TEXT ZUM LESEN -
========
Und ich erzähle Ihnen noch etwas über dieses „Lesen an sich“: Oft genug nahm ich während meines Lebens Bücher zur Hand, die ich beim besten Willen nicht verstand. Mühsame, zumeist abgebrochene Lektüren, die ich oft genug für Zeitverschwendung hielt. Ab und an las ich (ein, zwei Jahrzehnte später) erneut besagtes Werk an und plötzlich begriff ich alles … Mitunter erschließen sich einem Dinge und Kontexte tatsächlich erst mit den Jahren, so dass man über sich selber staunt. Ist das nicht beinahe schon ein kleines Wunder? Und veranschaulichen bzw. reflektieren Bücher so gesehen nicht ganz vortrefflich unsere Menschwerdung, mit all den gemachten Erfahrungen, Ereignissen und Komplexitäten?

Gewiss bin ich mir dessen bewusst, dass wir heute in einer Gesellschaft leben, in der nicht mehr mit dieser Selbstverständlichkeit gelesen wird; und dort, wo noch gelesen wird, meint dies eher Genre-Bücher wie Krimis, Thriller, Fantasy & Co. Was im Übrigen vollkommen in Ordnung ist – die Komplexität der Welt und die anhängigen Fragen lassen sich in jedwedem Genre vermitteln, nicht zuletzt auch in gut gemachten Filmen, Serien oder Computerspielen, die dem Medium Literatur freilich zusetzen. Als Schriftsteller plädiere ich dafür, sich als weltoffener Mensch auch der Belletristik zu widmen: Man sollte regelmäßig Romane quer durch alle Jahrhunderte, Epen, Dramen, Lyrik, Essays, Märchen und vielfältigste, ästhetisch anspruchsvollere Kinderbücher lesen. Zeitungen nicht zu vergessen, denn schlussendlich ist es die Vielfalt, mit der man sich „lesetechnisch“ umgibt, die einen umfassenderen Blick über den eigenen Tellerrand bedingt und/oder diesen überhaupt ermöglicht.
========
BEREITGESTELLTE EINTRÄGE -
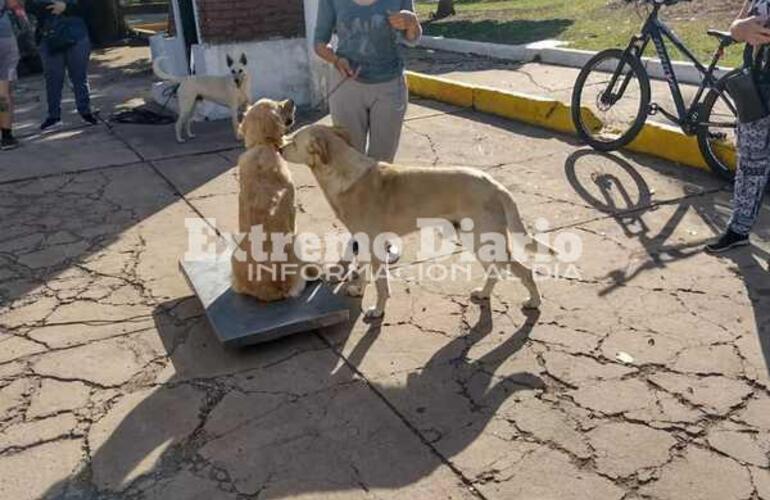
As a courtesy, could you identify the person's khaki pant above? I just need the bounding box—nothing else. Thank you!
[329,76,409,162]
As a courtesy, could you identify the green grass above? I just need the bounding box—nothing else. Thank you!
[417,0,741,66]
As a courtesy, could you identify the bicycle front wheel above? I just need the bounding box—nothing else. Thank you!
[698,70,740,180]
[572,49,650,151]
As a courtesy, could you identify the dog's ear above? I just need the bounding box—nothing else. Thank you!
[331,127,353,148]
[308,135,329,166]
[238,106,251,141]
[255,113,283,146]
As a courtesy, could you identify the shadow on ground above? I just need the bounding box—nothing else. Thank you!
[425,18,573,45]
[46,299,545,498]
[565,150,770,373]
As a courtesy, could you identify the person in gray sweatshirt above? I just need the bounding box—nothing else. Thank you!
[315,0,422,162]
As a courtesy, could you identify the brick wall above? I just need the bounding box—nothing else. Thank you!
[196,0,305,43]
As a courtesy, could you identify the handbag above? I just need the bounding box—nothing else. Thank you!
[41,16,78,53]
[725,45,770,123]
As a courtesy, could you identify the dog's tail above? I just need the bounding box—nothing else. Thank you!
[500,185,559,256]
[152,56,182,83]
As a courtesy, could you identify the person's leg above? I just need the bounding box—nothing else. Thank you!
[65,37,91,117]
[329,75,369,153]
[368,77,409,162]
[0,37,19,150]
[39,42,66,121]
[706,117,770,254]
[0,76,13,130]
[729,117,770,235]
========
IHRE AUFGABE -
Führen Sie den obigen Text über das Lesen im Anschluss an seinen letzten Satz weiter.

LÖSUNG DER AUFGABE -
Vielleicht sind diese Überlegungen mit ein Grund, warum ich in den letzten Jahren vermehrt Kinderbücher schreibe (und lese), die möglichst vielen Ansprüchen gerecht werden, und die ein jüngeres Publikum an komplexere Leseabenteuer heranführen sollen. Für Sie hingegen, werte Leserinnen und Leser, habe ich abschließend etwas anderes parat – ich empfehle Ihnen einige Bücher, die mein Leben & Leseverhalten geprägt und verändert haben. Vielleicht ergeht es Ihnen ja am Ende ganz ähnlich? Die ultimative Michael-Stavarič-Leseliste (und ich publiziere diese zum ersten Mal) lautet demnach:
1. Wenedikt Jerofejew: „Die Reise nach Petuschki“; 2. Michail Bulgakov: „Der Meister und Margarita“; 3. Bohumil Hrabal: „Allzulaute Einsamkeit“; 4. Patrik Ourednik: „Europeana“; 5. Wolf Erlbruch: „Ente, Tod und Tulpe“; 6. Umberto Eco: „Das Foucaultsche Pendel“; 7. Anne Carson: „Rot“; 8. George Saunders: „Fuchs 8“; 9. Kevin Vennemann: „Nahe Jedenew“; 10. Herman Melville: „Moby Dick“.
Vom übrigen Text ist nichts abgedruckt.